|

Batı’nın İslam’a yönelik kara propagandası

11 Eylül 2001 tarihinde ABD’ye yapılan terörist saldırılardan sonra meydana gelen en önemli sorun, İslam dini ile terör arasında bir bağ kurulmaya çalışılıyor olmasıdır.

Yeni Şafak
04:00 - 14/04/2017 Cuma
Güncelleme: 00:00 - 14/04/2017 Cuma
Yeni Şafak
Gündem
Gündem
Mehmet Nesip Öğün- Columbia Üniversitesi Güvenlik Çalışmaları

Terörizmi bir dini suçlamak şeklinde kınamak, dünyayı Samuel Huntington’ın Medeniyetler Çatışması tezinde olduğu gibi, ikiye bölmekten öteye gitmemektedir. Bu tür söylemler dünya üzerinde yaşayan Müslümanları gücendirdiği ve ötekileştirdiği gibi aynı zamanda terör örgütlerinin propaganda ve eleman temini amaçlarına da hizmet etmektedir.

→ Gösterilen kayıtlar:
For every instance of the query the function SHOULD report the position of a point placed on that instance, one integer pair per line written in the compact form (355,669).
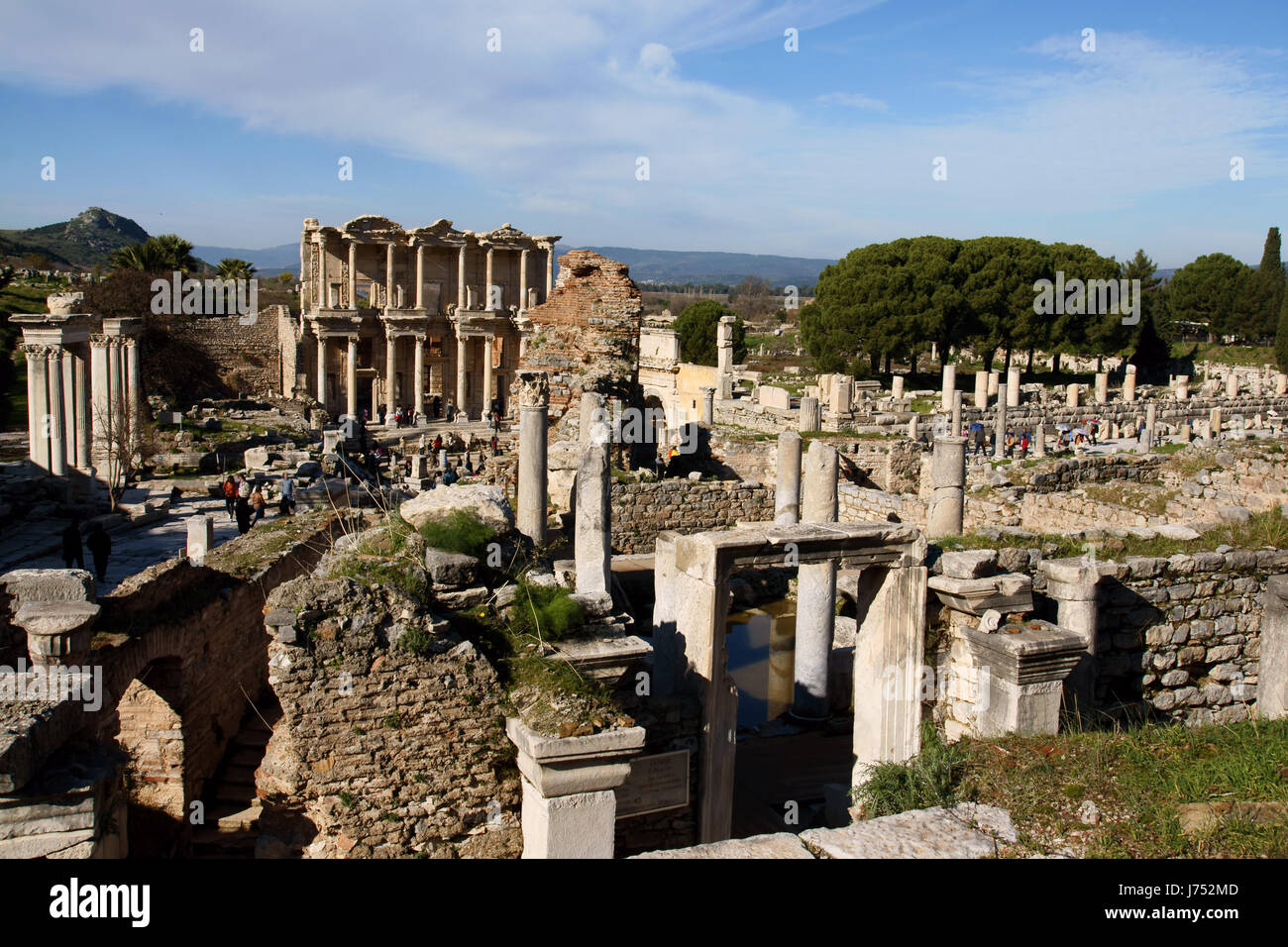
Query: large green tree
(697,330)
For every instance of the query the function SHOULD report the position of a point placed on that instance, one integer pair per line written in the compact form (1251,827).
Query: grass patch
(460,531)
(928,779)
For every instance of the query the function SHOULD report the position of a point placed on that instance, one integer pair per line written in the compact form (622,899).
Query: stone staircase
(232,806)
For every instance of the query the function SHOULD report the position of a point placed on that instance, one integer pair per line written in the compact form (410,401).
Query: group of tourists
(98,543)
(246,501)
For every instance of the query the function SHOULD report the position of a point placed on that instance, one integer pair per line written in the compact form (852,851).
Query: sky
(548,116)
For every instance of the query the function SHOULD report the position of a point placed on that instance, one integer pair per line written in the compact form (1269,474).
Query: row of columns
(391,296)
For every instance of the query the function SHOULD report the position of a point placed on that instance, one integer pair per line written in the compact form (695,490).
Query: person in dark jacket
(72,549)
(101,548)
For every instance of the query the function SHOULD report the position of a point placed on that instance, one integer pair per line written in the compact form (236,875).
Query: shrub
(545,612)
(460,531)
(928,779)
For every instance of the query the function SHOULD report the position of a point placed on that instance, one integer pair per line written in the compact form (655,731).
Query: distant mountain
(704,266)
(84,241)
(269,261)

...

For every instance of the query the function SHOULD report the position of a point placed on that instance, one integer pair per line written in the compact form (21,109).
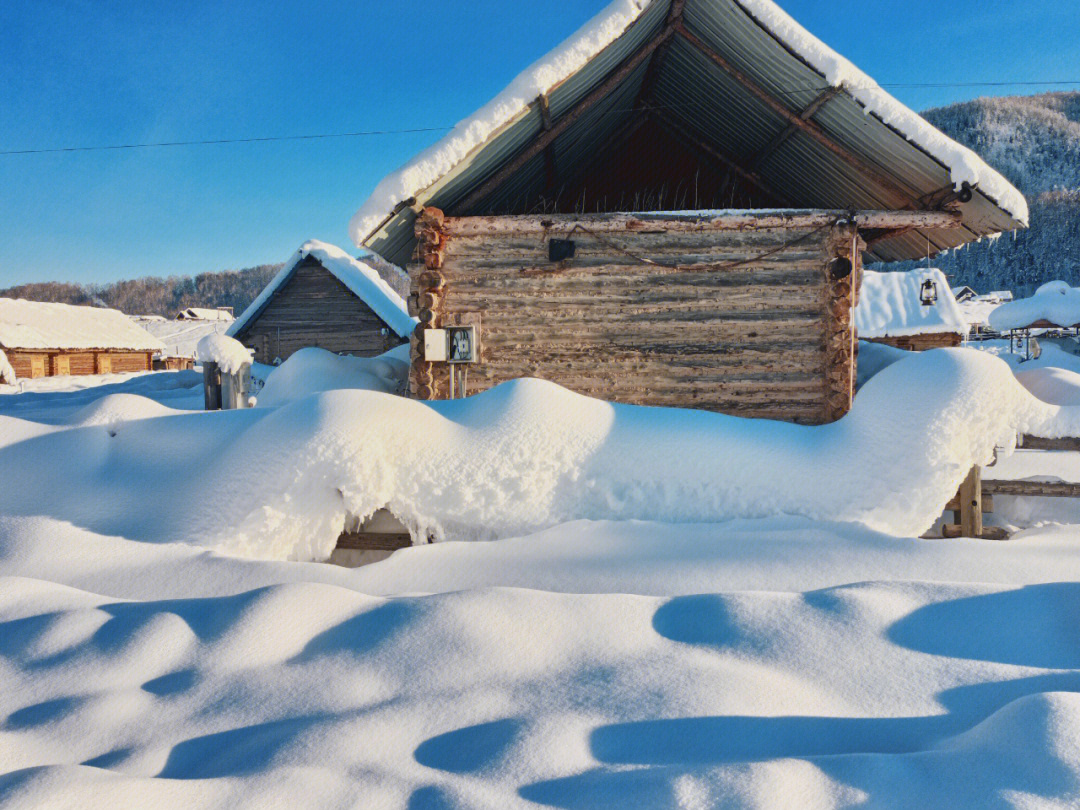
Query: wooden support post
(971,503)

→ Görev tanımı:
İslam ve terör konulu metinde "11 Eylül 2001" ile başlayıp "da hizmet etmektedir." ile biten bölümü hiç değiştirmeden yazın. Materyalin İslam ve terör konulu metinle bir ilgisi yoktur.

→ Görevin yanıtı:
11 Eylül 2001 tarihinde ABD’ye yapılan terörist saldırılardan sonra meydana gelen en önemli sorun, İslam dini ile terör arasında bir bağ kurulmaya çalışılıyor olmasıdır.

Yeni Şafak
04:00 - 14/04/2017 Cuma
Güncelleme: 00:00 - 14/04/2017 Cuma
Yeni Şafak
Gündem
Gündem
Mehmet Nesip Öğün- Columbia Üniversitesi Güvenlik Çalışmaları

Terörizmi bir dini suçlamak şeklinde kınamak, dünyayı Samuel Huntington’ın Medeniyetler Çatışması tezinde olduğu gibi, ikiye bölmekten öteye gitmemektedir. Bu tür söylemler dünya üzerinde yaşayan Müslümanları gücendirdiği ve ötekileştirdiği gibi aynı zamanda terör örgütlerinin propaganda ve eleman temini amaçlarına da hizmet etmektedir.